*GIVEN EXERCISE:*
Copy the records line for line, from the very first line through the line that contains "Outlines of the wooden". Leave out the pictures.

*GIVEN ENTRIES:*
'''
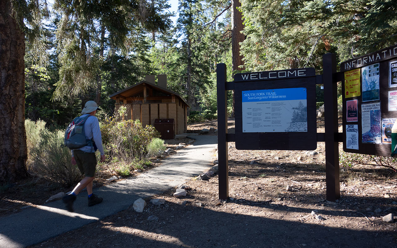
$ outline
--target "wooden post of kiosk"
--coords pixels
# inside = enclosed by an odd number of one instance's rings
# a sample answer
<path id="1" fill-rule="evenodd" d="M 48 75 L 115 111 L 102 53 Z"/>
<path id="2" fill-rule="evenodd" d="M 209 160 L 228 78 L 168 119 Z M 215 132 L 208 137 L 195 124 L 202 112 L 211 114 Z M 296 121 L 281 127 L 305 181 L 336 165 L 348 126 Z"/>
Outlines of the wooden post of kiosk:
<path id="1" fill-rule="evenodd" d="M 338 104 L 336 56 L 323 56 L 324 84 L 324 123 L 325 127 L 326 182 L 327 200 L 335 202 L 340 197 L 339 147 L 338 142 Z"/>
<path id="2" fill-rule="evenodd" d="M 218 109 L 218 165 L 219 199 L 229 197 L 229 166 L 227 154 L 227 92 L 226 90 L 226 65 L 216 65 L 216 94 Z"/>

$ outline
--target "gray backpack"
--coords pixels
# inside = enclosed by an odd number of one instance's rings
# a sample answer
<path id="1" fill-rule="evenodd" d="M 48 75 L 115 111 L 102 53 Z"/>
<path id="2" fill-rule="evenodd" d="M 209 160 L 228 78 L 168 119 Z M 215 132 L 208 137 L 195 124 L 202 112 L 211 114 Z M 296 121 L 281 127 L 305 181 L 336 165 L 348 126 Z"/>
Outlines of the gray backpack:
<path id="1" fill-rule="evenodd" d="M 88 139 L 85 137 L 84 130 L 84 123 L 91 116 L 77 117 L 73 120 L 65 132 L 64 144 L 61 146 L 73 150 L 86 146 L 93 146 L 92 139 Z"/>

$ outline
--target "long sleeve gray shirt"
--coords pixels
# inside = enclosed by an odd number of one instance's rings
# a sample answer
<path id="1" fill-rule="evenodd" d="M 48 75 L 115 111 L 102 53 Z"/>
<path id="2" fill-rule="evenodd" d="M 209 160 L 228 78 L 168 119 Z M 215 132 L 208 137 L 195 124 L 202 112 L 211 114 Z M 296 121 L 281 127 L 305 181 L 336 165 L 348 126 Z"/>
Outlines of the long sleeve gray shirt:
<path id="1" fill-rule="evenodd" d="M 85 114 L 80 117 L 89 114 Z M 87 138 L 91 139 L 93 138 L 94 142 L 99 150 L 100 154 L 101 155 L 104 154 L 105 152 L 104 151 L 103 146 L 102 145 L 102 136 L 99 128 L 99 121 L 98 120 L 98 118 L 95 116 L 90 116 L 87 118 L 84 123 L 84 131 L 85 133 L 85 137 Z M 89 146 L 83 146 L 78 150 L 86 152 L 94 152 L 95 151 L 93 147 Z"/>

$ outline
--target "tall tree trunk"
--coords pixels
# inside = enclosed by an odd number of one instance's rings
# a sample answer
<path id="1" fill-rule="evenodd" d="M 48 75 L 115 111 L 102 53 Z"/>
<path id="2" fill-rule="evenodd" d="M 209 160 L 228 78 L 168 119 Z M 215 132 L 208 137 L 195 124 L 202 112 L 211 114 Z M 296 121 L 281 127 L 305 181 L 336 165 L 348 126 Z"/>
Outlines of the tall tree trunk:
<path id="1" fill-rule="evenodd" d="M 191 49 L 191 40 L 190 37 L 187 38 L 187 81 L 186 85 L 186 89 L 187 90 L 187 103 L 190 106 L 193 104 L 191 96 L 191 85 L 192 85 L 192 49 Z M 187 110 L 187 115 L 189 115 L 190 112 L 190 108 Z"/>
<path id="2" fill-rule="evenodd" d="M 0 0 L 0 183 L 27 175 L 25 35 L 13 17 L 11 2 Z"/>
<path id="3" fill-rule="evenodd" d="M 101 29 L 100 50 L 99 51 L 99 56 L 103 59 L 103 52 L 105 46 L 105 26 L 102 25 Z M 102 70 L 101 70 L 102 71 Z M 100 104 L 101 93 L 102 89 L 102 81 L 100 79 L 100 72 L 98 72 L 96 75 L 96 95 L 95 97 L 95 102 L 96 104 Z"/>
<path id="4" fill-rule="evenodd" d="M 243 70 L 243 67 L 239 67 L 243 65 L 243 56 L 240 53 L 240 42 L 244 41 L 245 38 L 244 35 L 241 33 L 244 29 L 243 24 L 243 15 L 237 9 L 238 7 L 241 6 L 241 3 L 239 0 L 231 0 L 231 70 L 234 71 L 236 70 Z M 234 90 L 233 90 L 233 106 L 232 117 L 234 117 Z"/>

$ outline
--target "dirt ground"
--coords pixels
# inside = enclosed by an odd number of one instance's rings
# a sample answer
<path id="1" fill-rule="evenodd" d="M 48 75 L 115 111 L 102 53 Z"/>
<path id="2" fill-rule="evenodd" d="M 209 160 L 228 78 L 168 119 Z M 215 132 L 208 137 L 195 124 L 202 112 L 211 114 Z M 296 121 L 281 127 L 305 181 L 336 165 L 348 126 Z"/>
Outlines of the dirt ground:
<path id="1" fill-rule="evenodd" d="M 318 127 L 324 132 L 322 120 Z M 216 128 L 216 121 L 188 129 L 211 127 Z M 233 133 L 233 120 L 229 128 Z M 324 143 L 318 143 L 317 154 L 239 150 L 234 143 L 228 145 L 227 201 L 218 200 L 217 174 L 206 181 L 192 178 L 185 184 L 185 197 L 174 197 L 173 189 L 145 199 L 143 213 L 131 207 L 31 247 L 397 247 L 395 218 L 393 223 L 382 220 L 397 215 L 397 173 L 380 167 L 341 166 L 341 198 L 329 202 Z M 166 203 L 154 206 L 152 198 Z"/>

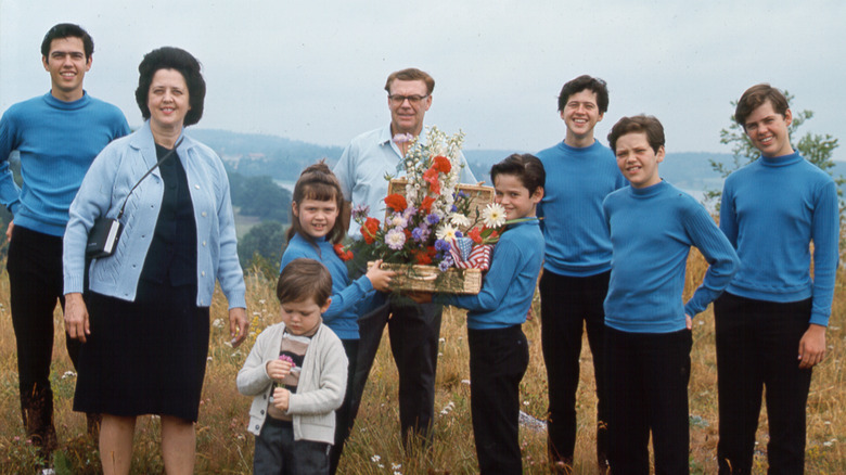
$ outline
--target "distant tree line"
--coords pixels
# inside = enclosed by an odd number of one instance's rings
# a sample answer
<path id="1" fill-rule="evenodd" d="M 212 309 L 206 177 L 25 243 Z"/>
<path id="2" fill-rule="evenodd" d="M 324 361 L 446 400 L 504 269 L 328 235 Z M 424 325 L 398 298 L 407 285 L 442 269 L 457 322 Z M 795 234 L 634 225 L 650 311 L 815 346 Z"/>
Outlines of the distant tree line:
<path id="1" fill-rule="evenodd" d="M 268 176 L 245 177 L 232 170 L 229 187 L 232 206 L 242 216 L 261 220 L 238 242 L 238 256 L 245 269 L 254 265 L 267 274 L 279 272 L 285 246 L 285 224 L 291 220 L 291 192 Z"/>

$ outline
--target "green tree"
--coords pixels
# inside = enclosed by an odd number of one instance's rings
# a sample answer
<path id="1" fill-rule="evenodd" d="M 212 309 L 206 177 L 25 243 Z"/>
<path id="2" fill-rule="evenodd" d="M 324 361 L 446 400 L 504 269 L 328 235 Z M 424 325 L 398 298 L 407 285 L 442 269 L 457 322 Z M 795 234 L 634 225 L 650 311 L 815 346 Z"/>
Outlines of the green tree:
<path id="1" fill-rule="evenodd" d="M 787 91 L 784 91 L 784 95 L 787 98 L 787 103 L 793 102 L 792 94 L 790 94 Z M 738 101 L 731 101 L 731 107 L 734 108 L 736 106 Z M 787 127 L 787 130 L 790 131 L 792 139 L 791 142 L 794 144 L 794 149 L 797 150 L 799 154 L 805 157 L 805 159 L 812 163 L 813 165 L 817 165 L 820 167 L 820 169 L 828 171 L 829 175 L 831 175 L 832 168 L 834 167 L 834 149 L 839 145 L 839 143 L 837 143 L 837 139 L 828 133 L 820 136 L 817 133 L 806 132 L 804 136 L 802 136 L 799 141 L 796 142 L 795 139 L 798 136 L 799 127 L 813 117 L 813 111 L 791 111 L 793 112 L 793 121 Z M 746 136 L 743 127 L 741 127 L 734 120 L 734 115 L 731 116 L 730 120 L 731 123 L 729 128 L 720 130 L 720 143 L 731 145 L 731 153 L 733 154 L 731 163 L 725 164 L 715 159 L 708 161 L 710 163 L 712 169 L 719 172 L 723 179 L 738 168 L 755 162 L 760 156 L 760 152 L 755 147 L 755 145 L 752 144 L 752 141 L 749 140 L 748 136 Z M 843 178 L 843 176 L 838 175 L 834 177 L 834 181 L 837 183 L 837 194 L 842 196 L 843 192 L 841 191 L 839 187 L 846 183 L 846 178 Z M 705 190 L 705 202 L 716 202 L 717 209 L 720 208 L 721 197 L 721 190 Z M 841 205 L 841 208 L 843 208 L 843 205 Z"/>
<path id="2" fill-rule="evenodd" d="M 273 182 L 268 176 L 245 177 L 229 171 L 232 205 L 244 216 L 255 216 L 262 221 L 289 222 L 291 218 L 291 192 Z"/>
<path id="3" fill-rule="evenodd" d="M 285 248 L 285 227 L 277 221 L 264 221 L 254 226 L 238 242 L 238 256 L 241 267 L 248 268 L 257 262 L 270 274 L 279 273 L 279 262 Z M 268 273 L 266 271 L 266 273 Z"/>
'''
*RESULT BELOW:*
$ outline
--target "wooden post of kiosk"
--coords pixels
# inside = enclosed by an odd number of one instance's rings
# a sample answer
<path id="1" fill-rule="evenodd" d="M 48 75 L 115 111 L 102 53 Z"/>
<path id="2" fill-rule="evenodd" d="M 209 160 L 228 78 L 168 119 Z M 215 132 L 208 137 L 195 124 L 202 112 L 211 114 Z M 296 121 L 281 127 L 305 181 L 336 165 L 348 126 Z"/>
Outlines of the wooden post of kiosk:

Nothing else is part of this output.